### What you should do
Set down exactly the lines from the first line of the records through the line that contains "Put one marker on each instance of the sign", and leave every picture out.

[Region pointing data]
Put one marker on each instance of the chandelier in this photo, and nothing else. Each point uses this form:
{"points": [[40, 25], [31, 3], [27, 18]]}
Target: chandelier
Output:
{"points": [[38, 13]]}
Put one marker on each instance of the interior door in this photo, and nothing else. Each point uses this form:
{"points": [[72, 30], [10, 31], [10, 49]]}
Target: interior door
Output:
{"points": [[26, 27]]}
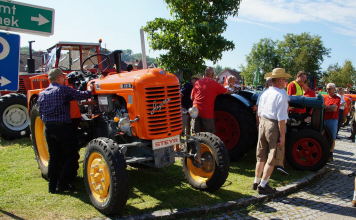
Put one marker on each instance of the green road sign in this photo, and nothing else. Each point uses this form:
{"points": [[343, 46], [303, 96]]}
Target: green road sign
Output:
{"points": [[26, 18]]}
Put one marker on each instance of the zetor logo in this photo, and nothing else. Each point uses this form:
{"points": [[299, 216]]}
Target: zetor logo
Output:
{"points": [[158, 107], [167, 142]]}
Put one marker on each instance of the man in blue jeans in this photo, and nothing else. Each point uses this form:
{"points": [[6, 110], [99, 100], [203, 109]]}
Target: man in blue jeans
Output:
{"points": [[54, 108], [331, 115]]}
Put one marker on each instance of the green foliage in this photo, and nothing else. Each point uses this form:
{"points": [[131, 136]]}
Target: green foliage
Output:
{"points": [[302, 52], [341, 76], [193, 35], [263, 58], [24, 193], [218, 69], [294, 53]]}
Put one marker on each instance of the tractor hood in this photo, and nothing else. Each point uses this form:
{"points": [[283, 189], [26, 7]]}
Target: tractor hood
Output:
{"points": [[116, 82]]}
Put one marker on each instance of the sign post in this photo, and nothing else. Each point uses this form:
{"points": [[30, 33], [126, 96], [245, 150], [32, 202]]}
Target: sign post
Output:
{"points": [[9, 61], [26, 18]]}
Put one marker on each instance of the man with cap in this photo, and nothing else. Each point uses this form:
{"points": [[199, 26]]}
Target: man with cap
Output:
{"points": [[203, 95], [54, 109], [273, 114]]}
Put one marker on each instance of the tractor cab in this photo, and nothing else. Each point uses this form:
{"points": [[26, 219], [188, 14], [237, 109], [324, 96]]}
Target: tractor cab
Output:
{"points": [[68, 56]]}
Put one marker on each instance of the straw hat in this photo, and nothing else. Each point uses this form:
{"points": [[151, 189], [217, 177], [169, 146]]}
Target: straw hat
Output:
{"points": [[278, 73]]}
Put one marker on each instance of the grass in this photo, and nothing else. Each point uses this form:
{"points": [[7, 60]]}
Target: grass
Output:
{"points": [[24, 194]]}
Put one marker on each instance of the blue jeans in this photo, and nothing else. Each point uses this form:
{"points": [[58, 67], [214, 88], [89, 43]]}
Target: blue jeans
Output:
{"points": [[331, 124]]}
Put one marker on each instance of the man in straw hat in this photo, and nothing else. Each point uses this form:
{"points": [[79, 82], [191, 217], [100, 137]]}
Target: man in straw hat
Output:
{"points": [[273, 114]]}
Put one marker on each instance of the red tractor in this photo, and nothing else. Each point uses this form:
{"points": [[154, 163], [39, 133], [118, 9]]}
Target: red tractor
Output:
{"points": [[14, 118], [307, 143], [134, 118]]}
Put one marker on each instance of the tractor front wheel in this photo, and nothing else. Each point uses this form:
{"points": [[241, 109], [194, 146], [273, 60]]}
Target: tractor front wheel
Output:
{"points": [[105, 176], [307, 149], [211, 172], [14, 119]]}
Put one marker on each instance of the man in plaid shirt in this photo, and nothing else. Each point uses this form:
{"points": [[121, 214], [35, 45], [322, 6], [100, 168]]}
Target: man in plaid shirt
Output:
{"points": [[54, 109]]}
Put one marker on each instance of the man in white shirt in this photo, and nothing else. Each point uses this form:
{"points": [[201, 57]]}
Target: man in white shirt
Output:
{"points": [[273, 114]]}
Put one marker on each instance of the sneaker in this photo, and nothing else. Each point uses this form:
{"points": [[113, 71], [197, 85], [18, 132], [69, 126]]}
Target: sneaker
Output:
{"points": [[267, 190], [282, 170], [254, 186]]}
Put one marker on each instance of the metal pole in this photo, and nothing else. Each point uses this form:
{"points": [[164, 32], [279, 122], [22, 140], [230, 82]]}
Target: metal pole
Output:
{"points": [[143, 48]]}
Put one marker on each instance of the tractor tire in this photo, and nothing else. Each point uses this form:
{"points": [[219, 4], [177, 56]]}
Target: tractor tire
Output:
{"points": [[105, 176], [307, 149], [14, 119], [211, 174], [39, 142], [235, 125]]}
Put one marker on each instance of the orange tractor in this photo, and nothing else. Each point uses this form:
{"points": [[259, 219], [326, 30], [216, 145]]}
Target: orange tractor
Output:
{"points": [[133, 118]]}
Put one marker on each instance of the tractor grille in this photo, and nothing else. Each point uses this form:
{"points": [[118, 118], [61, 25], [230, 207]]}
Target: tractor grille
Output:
{"points": [[22, 88], [163, 107]]}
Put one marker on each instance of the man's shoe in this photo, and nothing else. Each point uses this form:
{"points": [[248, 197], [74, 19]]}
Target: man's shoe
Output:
{"points": [[254, 186], [66, 187], [267, 190], [282, 170]]}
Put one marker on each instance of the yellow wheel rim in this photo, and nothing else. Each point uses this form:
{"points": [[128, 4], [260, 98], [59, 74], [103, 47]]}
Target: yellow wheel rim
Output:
{"points": [[98, 176], [203, 172], [41, 142]]}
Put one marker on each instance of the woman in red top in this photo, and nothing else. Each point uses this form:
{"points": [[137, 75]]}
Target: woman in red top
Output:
{"points": [[331, 115]]}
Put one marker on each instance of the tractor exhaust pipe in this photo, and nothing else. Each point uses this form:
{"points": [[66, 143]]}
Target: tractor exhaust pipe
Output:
{"points": [[117, 60], [30, 61]]}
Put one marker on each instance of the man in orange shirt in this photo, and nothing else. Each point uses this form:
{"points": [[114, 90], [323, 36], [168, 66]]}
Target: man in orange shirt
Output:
{"points": [[331, 114], [296, 88], [203, 95]]}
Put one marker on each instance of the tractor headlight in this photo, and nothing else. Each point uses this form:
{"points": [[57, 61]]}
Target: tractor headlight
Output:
{"points": [[193, 112], [124, 125]]}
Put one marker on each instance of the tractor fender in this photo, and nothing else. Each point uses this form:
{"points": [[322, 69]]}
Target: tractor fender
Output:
{"points": [[236, 98]]}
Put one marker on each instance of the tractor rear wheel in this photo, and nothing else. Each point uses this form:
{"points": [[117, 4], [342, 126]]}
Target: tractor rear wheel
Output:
{"points": [[14, 119], [307, 149], [105, 176], [236, 127], [211, 173], [39, 142]]}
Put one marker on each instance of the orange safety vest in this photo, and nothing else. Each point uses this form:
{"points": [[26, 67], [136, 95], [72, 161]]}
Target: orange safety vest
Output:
{"points": [[300, 91]]}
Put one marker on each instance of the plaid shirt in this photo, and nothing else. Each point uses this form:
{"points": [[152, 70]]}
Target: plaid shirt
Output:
{"points": [[54, 102]]}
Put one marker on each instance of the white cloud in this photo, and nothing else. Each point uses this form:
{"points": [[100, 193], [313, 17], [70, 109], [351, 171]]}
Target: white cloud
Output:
{"points": [[341, 14]]}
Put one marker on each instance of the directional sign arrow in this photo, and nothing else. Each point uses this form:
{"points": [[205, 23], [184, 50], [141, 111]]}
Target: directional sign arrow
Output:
{"points": [[40, 19], [4, 81], [26, 18]]}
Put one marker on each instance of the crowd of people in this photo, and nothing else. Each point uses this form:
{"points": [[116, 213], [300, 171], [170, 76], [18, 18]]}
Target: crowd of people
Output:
{"points": [[272, 115]]}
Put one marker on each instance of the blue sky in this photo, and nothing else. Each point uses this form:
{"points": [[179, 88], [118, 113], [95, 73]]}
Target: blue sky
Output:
{"points": [[118, 24]]}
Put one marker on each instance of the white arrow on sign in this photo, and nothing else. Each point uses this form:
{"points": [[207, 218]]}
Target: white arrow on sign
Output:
{"points": [[40, 19], [4, 81]]}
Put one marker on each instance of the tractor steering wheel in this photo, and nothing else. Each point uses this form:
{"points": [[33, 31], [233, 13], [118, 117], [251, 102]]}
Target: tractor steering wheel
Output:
{"points": [[95, 64]]}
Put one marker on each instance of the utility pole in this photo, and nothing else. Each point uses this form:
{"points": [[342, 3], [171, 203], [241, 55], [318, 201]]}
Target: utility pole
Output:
{"points": [[143, 48]]}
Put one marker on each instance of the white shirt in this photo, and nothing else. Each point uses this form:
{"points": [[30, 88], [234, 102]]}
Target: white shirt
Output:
{"points": [[273, 104], [342, 101]]}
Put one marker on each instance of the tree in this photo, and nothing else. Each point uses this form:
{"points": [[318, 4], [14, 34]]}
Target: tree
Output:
{"points": [[262, 58], [341, 76], [218, 69], [302, 52], [193, 35]]}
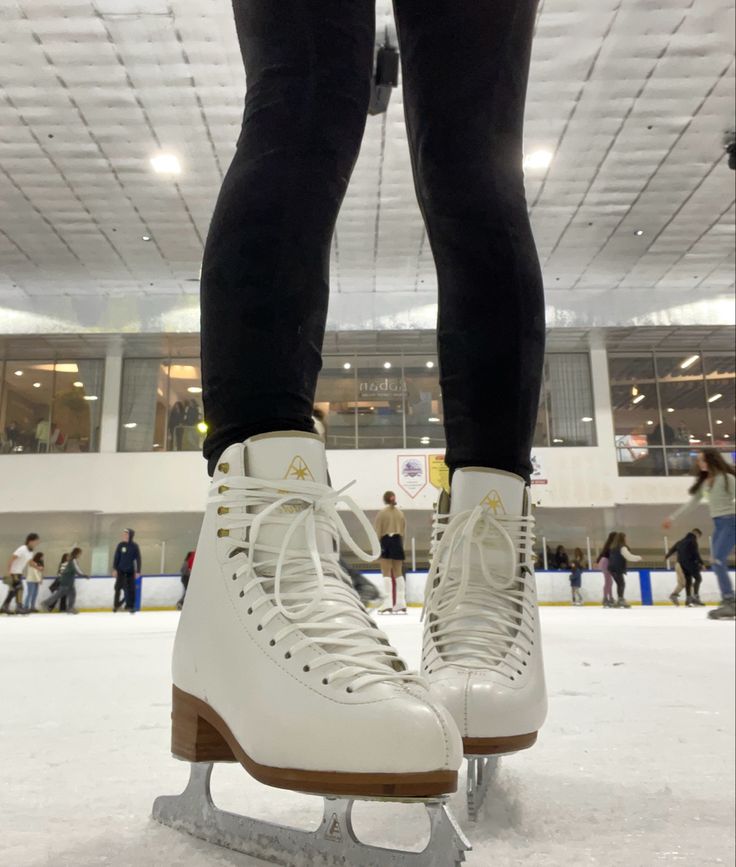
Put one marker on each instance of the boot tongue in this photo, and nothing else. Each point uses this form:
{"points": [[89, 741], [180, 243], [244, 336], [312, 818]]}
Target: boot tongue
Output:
{"points": [[501, 492]]}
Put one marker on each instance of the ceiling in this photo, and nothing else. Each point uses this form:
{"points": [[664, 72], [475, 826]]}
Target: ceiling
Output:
{"points": [[631, 96]]}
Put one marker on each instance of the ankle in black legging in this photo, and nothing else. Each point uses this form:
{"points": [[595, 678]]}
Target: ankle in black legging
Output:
{"points": [[265, 280]]}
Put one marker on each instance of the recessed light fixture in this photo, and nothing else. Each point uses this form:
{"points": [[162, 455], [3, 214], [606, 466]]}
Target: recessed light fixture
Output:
{"points": [[540, 159], [166, 164], [689, 361]]}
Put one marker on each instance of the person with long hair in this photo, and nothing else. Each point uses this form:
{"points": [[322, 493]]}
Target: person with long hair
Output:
{"points": [[715, 482], [602, 563], [619, 556]]}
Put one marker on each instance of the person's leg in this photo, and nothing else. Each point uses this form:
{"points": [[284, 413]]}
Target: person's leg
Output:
{"points": [[724, 540], [465, 70], [265, 272]]}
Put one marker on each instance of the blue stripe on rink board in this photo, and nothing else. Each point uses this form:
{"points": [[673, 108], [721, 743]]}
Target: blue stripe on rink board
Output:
{"points": [[645, 582]]}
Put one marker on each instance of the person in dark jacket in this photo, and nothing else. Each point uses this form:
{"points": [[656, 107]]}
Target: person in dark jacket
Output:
{"points": [[688, 556], [126, 567]]}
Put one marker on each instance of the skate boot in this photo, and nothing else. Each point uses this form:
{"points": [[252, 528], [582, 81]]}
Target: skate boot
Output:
{"points": [[276, 660], [725, 611], [482, 649]]}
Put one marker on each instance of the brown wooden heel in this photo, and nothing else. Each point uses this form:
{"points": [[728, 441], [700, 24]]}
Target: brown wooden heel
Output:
{"points": [[192, 737]]}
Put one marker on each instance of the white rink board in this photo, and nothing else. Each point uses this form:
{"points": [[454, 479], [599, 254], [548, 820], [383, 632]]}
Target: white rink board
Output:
{"points": [[553, 587]]}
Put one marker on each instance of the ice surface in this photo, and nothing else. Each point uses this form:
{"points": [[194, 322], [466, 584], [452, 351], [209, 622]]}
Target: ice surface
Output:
{"points": [[635, 766]]}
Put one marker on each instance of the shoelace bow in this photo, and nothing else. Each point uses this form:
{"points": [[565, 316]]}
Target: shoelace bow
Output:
{"points": [[475, 612], [305, 583]]}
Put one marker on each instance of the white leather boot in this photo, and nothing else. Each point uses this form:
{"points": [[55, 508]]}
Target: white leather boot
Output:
{"points": [[276, 664], [482, 648]]}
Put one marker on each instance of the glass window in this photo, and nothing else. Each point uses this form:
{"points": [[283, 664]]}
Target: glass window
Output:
{"points": [[637, 425], [336, 397], [424, 413], [380, 403], [51, 406], [720, 383]]}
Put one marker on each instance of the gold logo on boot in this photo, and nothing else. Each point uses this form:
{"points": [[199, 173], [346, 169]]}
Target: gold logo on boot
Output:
{"points": [[299, 470], [494, 502]]}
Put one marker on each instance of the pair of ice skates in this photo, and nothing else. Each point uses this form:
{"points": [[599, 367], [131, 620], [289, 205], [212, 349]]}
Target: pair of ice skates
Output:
{"points": [[278, 666]]}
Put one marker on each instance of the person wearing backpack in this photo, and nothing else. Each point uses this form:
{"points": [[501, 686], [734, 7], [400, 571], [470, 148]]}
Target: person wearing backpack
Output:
{"points": [[67, 579], [618, 559]]}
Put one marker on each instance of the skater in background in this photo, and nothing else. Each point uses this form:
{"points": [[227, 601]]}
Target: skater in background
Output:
{"points": [[390, 526], [690, 563], [618, 559], [34, 579], [67, 580], [716, 482], [602, 564], [17, 564], [185, 572], [577, 565], [126, 568]]}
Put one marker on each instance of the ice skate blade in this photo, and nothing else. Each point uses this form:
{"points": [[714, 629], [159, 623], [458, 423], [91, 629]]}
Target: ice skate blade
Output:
{"points": [[199, 734], [482, 771], [333, 844]]}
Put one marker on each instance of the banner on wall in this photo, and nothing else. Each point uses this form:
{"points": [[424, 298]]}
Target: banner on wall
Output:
{"points": [[412, 473], [538, 477], [439, 473]]}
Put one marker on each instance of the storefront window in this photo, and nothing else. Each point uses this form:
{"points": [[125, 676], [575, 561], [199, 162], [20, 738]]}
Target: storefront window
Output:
{"points": [[51, 406]]}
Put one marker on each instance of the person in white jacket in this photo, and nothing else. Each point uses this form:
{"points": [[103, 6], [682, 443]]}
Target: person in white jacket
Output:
{"points": [[618, 559]]}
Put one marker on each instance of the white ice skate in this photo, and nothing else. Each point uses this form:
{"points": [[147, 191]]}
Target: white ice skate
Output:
{"points": [[278, 666], [482, 652]]}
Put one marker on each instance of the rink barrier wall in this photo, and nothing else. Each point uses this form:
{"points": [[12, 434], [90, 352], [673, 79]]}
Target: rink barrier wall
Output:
{"points": [[644, 587]]}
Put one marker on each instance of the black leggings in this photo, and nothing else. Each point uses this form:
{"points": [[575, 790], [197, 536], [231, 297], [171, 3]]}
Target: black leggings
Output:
{"points": [[265, 275]]}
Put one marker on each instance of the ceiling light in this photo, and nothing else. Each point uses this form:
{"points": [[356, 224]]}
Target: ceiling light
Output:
{"points": [[166, 164], [538, 159]]}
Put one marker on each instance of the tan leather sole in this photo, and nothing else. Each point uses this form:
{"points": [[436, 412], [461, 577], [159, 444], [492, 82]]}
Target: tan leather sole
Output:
{"points": [[496, 746], [198, 734]]}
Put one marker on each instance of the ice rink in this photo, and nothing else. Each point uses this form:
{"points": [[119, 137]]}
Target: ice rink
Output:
{"points": [[635, 765]]}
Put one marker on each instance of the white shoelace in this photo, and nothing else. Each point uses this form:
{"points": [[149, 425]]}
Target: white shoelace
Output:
{"points": [[303, 581], [475, 612]]}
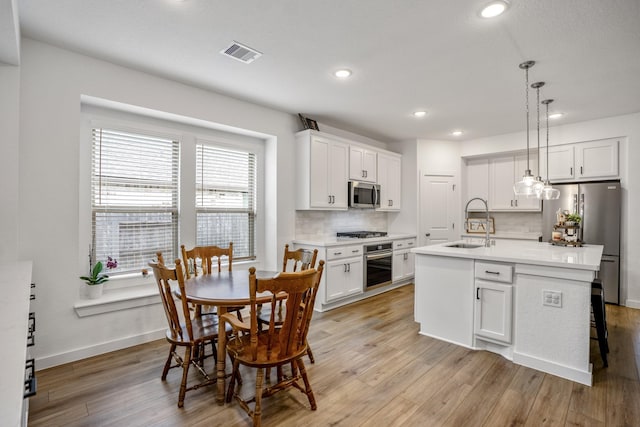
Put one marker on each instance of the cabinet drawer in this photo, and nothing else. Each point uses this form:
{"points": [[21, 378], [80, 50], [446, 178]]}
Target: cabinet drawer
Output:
{"points": [[404, 244], [494, 272], [343, 252]]}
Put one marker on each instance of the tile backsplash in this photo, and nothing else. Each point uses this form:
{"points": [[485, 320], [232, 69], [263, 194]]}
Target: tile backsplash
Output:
{"points": [[326, 224], [514, 222]]}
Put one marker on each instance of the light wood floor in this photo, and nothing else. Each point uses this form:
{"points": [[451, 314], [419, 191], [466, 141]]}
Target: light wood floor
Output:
{"points": [[372, 369]]}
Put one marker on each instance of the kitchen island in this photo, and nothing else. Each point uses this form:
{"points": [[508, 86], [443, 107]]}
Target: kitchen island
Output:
{"points": [[528, 301]]}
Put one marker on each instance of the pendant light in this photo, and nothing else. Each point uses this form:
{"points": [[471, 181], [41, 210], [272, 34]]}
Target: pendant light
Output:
{"points": [[524, 187], [548, 192], [538, 184]]}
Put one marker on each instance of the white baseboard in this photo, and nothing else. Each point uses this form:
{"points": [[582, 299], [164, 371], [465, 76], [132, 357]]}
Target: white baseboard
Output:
{"points": [[573, 374], [95, 350], [632, 303]]}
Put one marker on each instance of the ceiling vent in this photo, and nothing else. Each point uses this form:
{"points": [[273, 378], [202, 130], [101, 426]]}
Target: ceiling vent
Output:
{"points": [[241, 52]]}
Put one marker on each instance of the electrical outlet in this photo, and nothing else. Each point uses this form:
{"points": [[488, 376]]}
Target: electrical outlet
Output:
{"points": [[552, 298]]}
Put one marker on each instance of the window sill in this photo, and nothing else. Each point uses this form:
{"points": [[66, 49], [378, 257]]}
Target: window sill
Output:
{"points": [[118, 299]]}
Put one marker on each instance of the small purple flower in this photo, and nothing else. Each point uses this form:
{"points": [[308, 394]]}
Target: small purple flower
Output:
{"points": [[112, 263]]}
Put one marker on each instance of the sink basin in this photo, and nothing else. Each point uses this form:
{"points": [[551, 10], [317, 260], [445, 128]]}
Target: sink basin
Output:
{"points": [[464, 245]]}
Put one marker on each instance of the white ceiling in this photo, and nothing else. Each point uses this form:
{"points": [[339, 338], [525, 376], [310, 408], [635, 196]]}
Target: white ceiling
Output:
{"points": [[436, 55]]}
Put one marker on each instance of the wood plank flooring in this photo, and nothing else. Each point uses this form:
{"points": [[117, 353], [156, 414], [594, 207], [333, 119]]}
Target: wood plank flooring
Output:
{"points": [[372, 369]]}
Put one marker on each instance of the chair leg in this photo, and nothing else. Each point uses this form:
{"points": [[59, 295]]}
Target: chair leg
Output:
{"points": [[310, 354], [307, 385], [232, 381], [185, 371], [167, 364], [257, 411]]}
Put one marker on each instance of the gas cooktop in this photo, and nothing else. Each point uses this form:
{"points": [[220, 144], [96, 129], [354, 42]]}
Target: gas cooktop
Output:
{"points": [[360, 234]]}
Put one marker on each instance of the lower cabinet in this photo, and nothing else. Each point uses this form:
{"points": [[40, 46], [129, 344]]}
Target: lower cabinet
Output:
{"points": [[344, 277], [493, 312]]}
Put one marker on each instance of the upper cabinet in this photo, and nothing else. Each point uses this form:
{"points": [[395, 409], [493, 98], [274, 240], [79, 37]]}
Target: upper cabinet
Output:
{"points": [[477, 182], [503, 173], [389, 178], [582, 161], [322, 171], [362, 164]]}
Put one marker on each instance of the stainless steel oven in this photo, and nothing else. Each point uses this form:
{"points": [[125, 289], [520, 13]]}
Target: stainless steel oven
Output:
{"points": [[378, 262]]}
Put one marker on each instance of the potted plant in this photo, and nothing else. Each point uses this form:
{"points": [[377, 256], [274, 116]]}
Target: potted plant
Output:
{"points": [[97, 277], [572, 219]]}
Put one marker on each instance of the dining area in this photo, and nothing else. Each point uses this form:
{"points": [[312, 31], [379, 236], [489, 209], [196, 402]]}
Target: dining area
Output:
{"points": [[258, 319]]}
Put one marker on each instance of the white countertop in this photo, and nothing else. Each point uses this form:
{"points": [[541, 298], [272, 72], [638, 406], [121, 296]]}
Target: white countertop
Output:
{"points": [[504, 235], [15, 287], [523, 252], [328, 241]]}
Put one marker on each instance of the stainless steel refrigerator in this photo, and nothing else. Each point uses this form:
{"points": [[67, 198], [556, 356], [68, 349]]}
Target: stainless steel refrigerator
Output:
{"points": [[598, 204]]}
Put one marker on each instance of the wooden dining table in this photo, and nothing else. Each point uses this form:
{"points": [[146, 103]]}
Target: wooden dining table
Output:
{"points": [[222, 290]]}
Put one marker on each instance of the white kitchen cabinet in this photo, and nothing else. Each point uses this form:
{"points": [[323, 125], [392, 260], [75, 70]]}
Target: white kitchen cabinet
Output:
{"points": [[389, 178], [403, 260], [344, 277], [321, 179], [582, 161], [362, 164], [477, 182], [503, 173]]}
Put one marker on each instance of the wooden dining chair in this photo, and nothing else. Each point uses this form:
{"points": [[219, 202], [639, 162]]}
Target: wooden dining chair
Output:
{"points": [[299, 259], [184, 331], [201, 259], [277, 345]]}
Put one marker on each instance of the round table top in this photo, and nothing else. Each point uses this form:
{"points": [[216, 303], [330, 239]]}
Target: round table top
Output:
{"points": [[227, 288]]}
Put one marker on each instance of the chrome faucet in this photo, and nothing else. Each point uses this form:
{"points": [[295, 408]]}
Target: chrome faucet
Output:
{"points": [[487, 226]]}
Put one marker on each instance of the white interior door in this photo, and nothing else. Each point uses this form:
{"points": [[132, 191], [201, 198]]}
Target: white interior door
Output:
{"points": [[437, 209]]}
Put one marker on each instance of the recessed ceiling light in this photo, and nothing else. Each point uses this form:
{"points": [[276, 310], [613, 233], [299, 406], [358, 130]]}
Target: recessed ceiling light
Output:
{"points": [[493, 9], [343, 73]]}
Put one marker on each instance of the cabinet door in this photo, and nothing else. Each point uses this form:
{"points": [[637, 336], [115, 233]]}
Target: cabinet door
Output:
{"points": [[524, 203], [343, 278], [477, 182], [493, 311], [561, 159], [338, 169], [501, 180], [389, 178], [362, 164], [398, 265], [597, 159]]}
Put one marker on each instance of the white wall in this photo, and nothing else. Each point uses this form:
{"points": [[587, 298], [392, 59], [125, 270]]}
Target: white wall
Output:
{"points": [[52, 81], [622, 126], [9, 135]]}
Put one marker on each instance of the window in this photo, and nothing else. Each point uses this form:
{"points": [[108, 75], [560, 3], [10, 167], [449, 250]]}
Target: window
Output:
{"points": [[226, 199], [134, 197]]}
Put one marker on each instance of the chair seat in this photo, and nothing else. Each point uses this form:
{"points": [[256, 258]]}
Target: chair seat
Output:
{"points": [[240, 348]]}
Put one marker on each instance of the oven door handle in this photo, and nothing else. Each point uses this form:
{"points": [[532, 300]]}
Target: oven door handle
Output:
{"points": [[380, 256]]}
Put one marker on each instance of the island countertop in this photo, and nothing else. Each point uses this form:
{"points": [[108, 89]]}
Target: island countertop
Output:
{"points": [[586, 257]]}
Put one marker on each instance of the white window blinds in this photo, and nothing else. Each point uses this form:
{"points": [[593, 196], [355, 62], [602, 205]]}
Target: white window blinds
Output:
{"points": [[226, 199], [134, 193]]}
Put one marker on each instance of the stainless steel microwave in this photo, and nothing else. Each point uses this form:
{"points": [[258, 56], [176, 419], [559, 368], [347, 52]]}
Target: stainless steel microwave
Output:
{"points": [[364, 195]]}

### Response
Put one marker on each instance of the chandelier in this photo, and nothing else. Each point uses this form:
{"points": [[40, 25], [31, 3], [27, 18]]}
Target: chandelier
Output:
{"points": [[38, 13]]}
Put one marker on each instance of the interior door in this photo, and nothing else. Each point uses this form:
{"points": [[72, 30], [10, 31], [10, 49]]}
Target: interior door
Output:
{"points": [[26, 27]]}
Put one marker on each instance of the green road sign in this photo, and nothing else. Each point uses this form:
{"points": [[343, 46], [303, 96]]}
Target: green road sign
Output:
{"points": [[26, 18]]}
Put one marker on each instance of the zetor logo in this photo, and nothing else. Each point uses this form:
{"points": [[299, 216]]}
Target: zetor logo
Output:
{"points": [[158, 107], [167, 142]]}
Put one marker on each instance of the man in blue jeans in this photo, and nothing else. Each point uses this form:
{"points": [[6, 110], [99, 100], [203, 109]]}
Target: man in blue jeans
Output:
{"points": [[54, 108], [331, 115]]}
Put one marker on each instance of the green foliage in this photo, and nothing else. Each point uses this form:
{"points": [[131, 136]]}
Target: green foliage
Output:
{"points": [[302, 52], [341, 76], [193, 35], [263, 58], [24, 193], [218, 69], [294, 53]]}
Put one marker on each instance of the tractor hood in this photo, and nothing else. Each point uses this form:
{"points": [[283, 189], [26, 7]]}
Target: tractor hood
Output:
{"points": [[116, 82]]}
Put one marker on each instance of the sign post in this photo, and nothing else. Each point uses this form:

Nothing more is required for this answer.